**What you need to do**
(A) Return everything in the Open country column from "We followed the" down to "emblem of Scotland.".
(B) In the Open country column, where did the walk toward Rubers Law start?
(C) Extend the Open country column, picking up right after its final sentence.

== Given passage ==

Open country ERICA HUME NIVEN

I was listening to a promotion for 'The Gathering' on Radio Borders early in the morning on my way to the Border Union Show. I noted that it was being promoted as 'the' event of Homecoming Scotland. As I would not be attending I could not account for how spectacular it would be.

However, I did find myself, unexpectedly, involved in a small part of a clan’s gathering.

A call was put through to me from Richard Watt of Learmont McKenzie Travel. They were looking for someone to take up the place of a walk leader.

How many times had I looked over at Rubers Law from another point in the Borders, yet I had never taken myself up onto that knobbly ridge?

Now I was making my way there. Starting from Bedrule’s churchyard, we went through the gate and out the opposite corner, down worn stone steps.

We followed the Borders Abbeys Way through Dykesglen Wood, but turned off before Spital Tower in order to pick a path up the hill just to the east of Black Dod.

We had set off on that Thursday morning with 20 Elliots from around the globe. There were thick grey clouds angrily birlin’ above the hill, creating a shadow over her hummocky skyline.

We moved along tarmac, before turning off onto a track, then a soft earth path through the woodland, emerging at the other side to look at a thistle and talk about the legends that describe how it became the national emblem of Scotland.

===
== Records ==

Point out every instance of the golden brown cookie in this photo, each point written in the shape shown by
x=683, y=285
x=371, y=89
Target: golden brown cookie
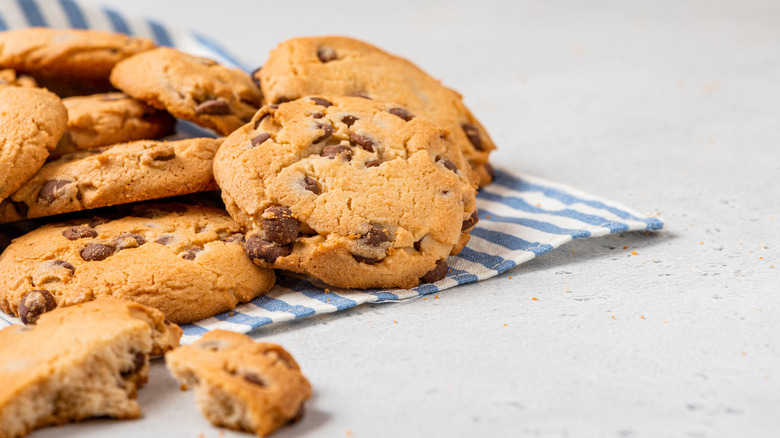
x=241, y=384
x=120, y=174
x=187, y=261
x=32, y=121
x=79, y=362
x=357, y=193
x=347, y=67
x=111, y=118
x=68, y=61
x=192, y=88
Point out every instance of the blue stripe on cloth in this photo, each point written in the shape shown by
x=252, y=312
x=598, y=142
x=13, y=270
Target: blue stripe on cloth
x=520, y=204
x=507, y=180
x=242, y=318
x=511, y=242
x=311, y=291
x=161, y=35
x=75, y=16
x=489, y=216
x=216, y=48
x=490, y=261
x=117, y=21
x=276, y=305
x=193, y=329
x=32, y=13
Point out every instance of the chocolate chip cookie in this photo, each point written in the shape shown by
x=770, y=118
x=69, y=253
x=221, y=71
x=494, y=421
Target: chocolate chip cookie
x=357, y=193
x=32, y=121
x=241, y=384
x=192, y=88
x=111, y=118
x=187, y=261
x=79, y=362
x=348, y=67
x=120, y=174
x=68, y=61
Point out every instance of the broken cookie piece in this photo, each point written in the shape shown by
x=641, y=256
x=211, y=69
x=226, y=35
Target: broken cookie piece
x=79, y=362
x=241, y=384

===

**Responses by item number**
(A)
We followed the Borders Abbeys Way through Dykesglen Wood, but turned off before Spital Tower in order to pick a path up the hill just to the east of Black Dod.

We had set off on that Thursday morning with 20 Elliots from around the globe. There were thick grey clouds angrily birlin’ above the hill, creating a shadow over her hummocky skyline.

We moved along tarmac, before turning off onto a track, then a soft earth path through the woodland, emerging at the other side to look at a thistle and talk about the legends that describe how it became the national emblem of Scotland.

(B) Bedrule’s churchyard

(C)
Just like the inhospitable spikes of our thistles, so the terrain that we followed lost any comfort that it once bore.

After crossing two large fields of grazing sheep we moved onto the lower slopes of Rubers Law, walking onto rougher ground. On the other side of the gorse I could hear exclamations of delight as the three young boys found a small frog in the hard rushes – at last. Shortly afterwards we found an elusive slug.

Gordon Juno of Selkirk had threaded Scottish history through the walk, centering on how different parts of the Elliot family had settled around Bedrule. The first mention of an Elliot in the Rule Valley was not until the 1600s when Gilbert Elliot of Stobs, aka Gibbie wi’ the Gowden Garters, obtained a charter of Town o’ Rule.

Other lands gained following this are shrouded in illegitimacy – in fact, William Elliot hung himself over the acquisition of Hallrule after a lengthy litigation in the early 1900s.

I bent down to the flowers to talk about the origin of their names – tormentil, eyebright, harebell (bluebell), thistles, blaeberries, heather. We discussed the anti-bacterial and absorbent qualities of sphagnum moss as our feet softly tread upon this spongy mass. Our youngest walker – pictured top of page – had dark purple lips from eating the blaeberries, I noted, as we dissipated over the craggy summit.

Elliots from around the globe from eight years up to a more mature number surveyed the lands that unfurled into the faded distance. Here we had gathered from Washington State, California, Florida, Canada (North Alberta and Toronto), New Zealand and Ireland, to meet together that morning with the same wind in our hair and the same earth under our feet.

I know some left that day with the sense of that place – the springy heather, the wild thyme and the rocky crags – and following in their ancestors’ footsteps. For them this was ‘the’ event, on that small hill where the rushes grow and the dry stane dyke sweeps along the ridge in a lithified wave.